Obiettivi:
1. Stabilisci se le seguenti affermazioni concordano con il brano sui sotterranei di Milano. Per ciascuna rispondi sì o no e cita alla lettera le parole del brano che lo decidono. (a) Gli speleologi dell'Associazione SCAM esplorano i sotterranei di Milano da più di vent'anni. (b) I passaggi sotto il Castello Sforzesco arrivano fino al Duomo. (c) Il putridarium si trova sotto la Stazione Centrale.
2. Estendi il brano sui sotterranei di Milano scrivendo il seguito a partire dalla sua ultima frase.

Segmento del documento:
Sapevate che sotto il Castello Sforzesco si estende un labirinto di passaggi segreti, cunicoli e gallerie che arrivano fino a Santa Maria delle Grazie? E che nel cuore della città è presente ancora oggi il cosiddetto “bunker di Mussolini”?
La vita della metropoli milanese, indiscussa capitale della moda e del design, si svolge frenetica in superficie. Eppure, nelle viscere del sottosuolo, permangono zone inesplorate, testimonianze di una storia millenaria che la città sembra voler dimenticare. Da più di vent’anni gli speleologi dell’Associazione SCAM (Speleologia Cavità Artificiali Milano) si calano nei sotterranei di Milano per strapparli all’oblio del tempo. E in questo libro ci consegnano il resoconto delle loro esplorazioni: dall’antico Canale Vetra ai ricoveri antiaerei sotto la Stazione Centrale, dal passaggio segreto della chiesa di San Marco al putridarium di San Bernardino alle Ossa, dai sotterranei del manicomio di Mombello ai misteriosi labirinti di Baggio, gli speleologi milanesi vi condurranno in un appassionante viaggio alla scoperta di antichi cunicoli, gallerie, pozzi, cripte e canali sotterranei.

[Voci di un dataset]
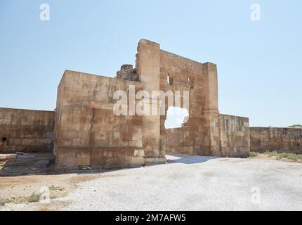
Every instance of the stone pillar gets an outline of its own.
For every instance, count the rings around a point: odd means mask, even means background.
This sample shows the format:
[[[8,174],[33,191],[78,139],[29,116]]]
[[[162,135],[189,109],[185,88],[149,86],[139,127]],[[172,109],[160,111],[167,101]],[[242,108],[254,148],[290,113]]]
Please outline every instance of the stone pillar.
[[[143,84],[143,89],[150,96],[150,113],[152,107],[152,91],[159,91],[160,46],[159,44],[141,39],[138,43],[136,58],[136,69],[140,81]],[[143,115],[143,143],[145,148],[146,163],[162,162],[164,153],[160,152],[160,115]]]
[[[215,64],[206,63],[203,70],[202,155],[221,156],[221,135],[218,111],[218,91],[217,68]]]

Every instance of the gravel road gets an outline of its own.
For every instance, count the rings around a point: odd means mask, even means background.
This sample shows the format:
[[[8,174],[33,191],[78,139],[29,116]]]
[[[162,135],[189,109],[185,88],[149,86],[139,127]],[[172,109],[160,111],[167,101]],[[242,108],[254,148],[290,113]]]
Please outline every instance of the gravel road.
[[[61,200],[66,210],[302,210],[302,164],[167,155],[109,172]]]

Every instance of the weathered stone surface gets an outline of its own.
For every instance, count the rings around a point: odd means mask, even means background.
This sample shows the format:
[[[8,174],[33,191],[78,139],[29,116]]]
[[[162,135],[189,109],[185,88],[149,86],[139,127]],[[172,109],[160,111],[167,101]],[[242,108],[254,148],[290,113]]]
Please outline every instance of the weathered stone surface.
[[[0,153],[50,153],[55,112],[0,108]]]
[[[58,88],[55,115],[0,108],[0,152],[48,151],[54,142],[57,166],[110,168],[163,163],[166,152],[247,157],[251,142],[252,150],[301,151],[300,129],[250,129],[248,118],[219,114],[215,64],[163,51],[146,39],[137,51],[136,68],[122,65],[115,78],[66,70]],[[114,114],[117,91],[126,94],[122,106],[127,115]],[[144,98],[142,106],[158,115],[133,114],[129,100],[140,91],[150,96],[154,91],[169,91],[180,104],[173,98],[169,105],[167,96]],[[134,105],[140,101],[133,100]],[[182,127],[165,129],[162,105],[166,115],[169,106],[188,110]]]

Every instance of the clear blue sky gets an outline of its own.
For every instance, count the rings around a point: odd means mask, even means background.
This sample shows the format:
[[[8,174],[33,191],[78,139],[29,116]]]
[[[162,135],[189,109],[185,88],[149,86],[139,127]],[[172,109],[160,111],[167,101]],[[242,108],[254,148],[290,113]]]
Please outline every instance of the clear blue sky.
[[[50,21],[39,19],[43,3]],[[113,77],[145,38],[216,63],[221,113],[302,124],[301,23],[298,0],[1,0],[0,107],[52,110],[65,69]]]

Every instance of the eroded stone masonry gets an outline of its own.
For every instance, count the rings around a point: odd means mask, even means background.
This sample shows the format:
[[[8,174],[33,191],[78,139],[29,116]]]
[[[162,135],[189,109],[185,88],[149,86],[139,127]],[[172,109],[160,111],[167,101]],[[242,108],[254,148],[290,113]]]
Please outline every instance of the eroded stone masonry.
[[[268,141],[257,141],[263,136],[275,145],[280,140],[274,148],[282,150],[282,131],[251,129],[248,118],[219,113],[215,64],[175,55],[145,39],[138,43],[136,64],[134,68],[122,65],[114,78],[66,70],[58,88],[55,112],[0,108],[0,151],[51,150],[58,167],[112,167],[164,162],[167,152],[247,157],[251,137],[253,150],[267,146]],[[150,95],[152,91],[180,91],[183,102],[188,91],[189,117],[183,127],[165,129],[166,115],[114,115],[116,91],[124,91],[129,99],[143,90]],[[156,102],[144,105],[159,111],[162,102]],[[165,103],[166,112],[168,98]],[[268,138],[271,134],[276,135]],[[294,146],[295,152],[301,152],[301,132],[286,134],[287,140],[292,140],[284,150],[291,151],[288,146]]]

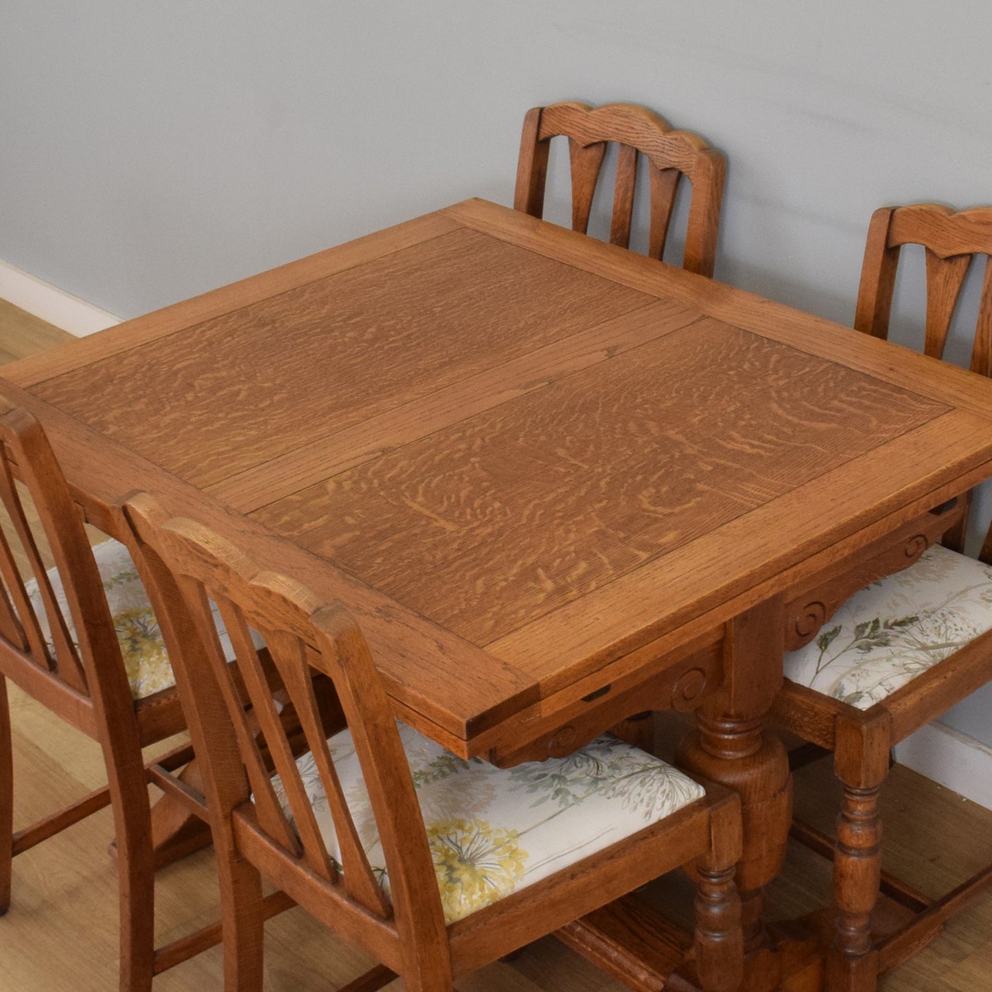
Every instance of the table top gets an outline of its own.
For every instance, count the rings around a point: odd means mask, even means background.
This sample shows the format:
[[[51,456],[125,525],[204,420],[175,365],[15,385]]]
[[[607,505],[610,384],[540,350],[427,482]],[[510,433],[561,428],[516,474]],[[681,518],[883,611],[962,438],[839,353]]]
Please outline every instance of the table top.
[[[481,200],[2,374],[84,493],[348,603],[466,754],[992,474],[989,382]]]

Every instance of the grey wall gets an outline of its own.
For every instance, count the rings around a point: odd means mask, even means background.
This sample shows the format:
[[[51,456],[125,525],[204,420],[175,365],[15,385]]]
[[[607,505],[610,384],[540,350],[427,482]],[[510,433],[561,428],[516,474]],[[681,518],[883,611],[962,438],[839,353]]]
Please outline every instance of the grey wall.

Risultati attesi:
1.
(a) Sì: «Da più di vent’anni gli speleologi dell’Associazione SCAM (Speleologia Cavità Artificiali Milano) si calano nei sotterranei di Milano».
(b) No: «che arrivano fino a Santa Maria delle Grazie».
(c) No: «al putridarium di San Bernardino alle Ossa».

2.
Sotto la città c'è un incredibile spettacolo tutto da scoprire

Tra gli argomenti:

La Roggia Castello
La Strada Segreta Coperta
La Darsena
L’Olona e la Roggia delle Lavandaie
Il passaggio segreto della chiesa di San Marco
Il “putridarium” del Santuario di San Bernardino alle Ossa
Il rifugio antiaereo di via Luini
Il “bunker di Mussolini”
I sotterranei della Stazione Centrale
Il tunnel della Gladio
I misteri di Baggio


Gianluca Padovan
è nato a Verona nel 1959. Da più di vent’anni conduce ricerche nel sottosuolo milanese. Nel 1984 costituisce il Gruppo SCAM (Speleologia Cavità Artificiali Milano) poi diventato Associazione. Nel 2000 fonda la FNCA (Federazione Nazionale Cavità Artificiali). Assieme ad altri soci inaugura la collana Hypogean Archaeology dei British Archaeological Reports di Oxford. Ha pubblicato saggi e organizzato congressi in collaborazione con il Politecnico di Milano.


Ippolito Edmondo Ferrario
Classe 1976, vive e lavora a Milano, dove si occupa dell’organizzazione di eventi e di comunicazione. È stato giornalista e ha pubblicato romanzi e saggi. Nel 2005 ha ricevuto la Cittadinanza Onoraria del Comune di Triora, il borgo medioevale ligure famoso per il processo alle streghe.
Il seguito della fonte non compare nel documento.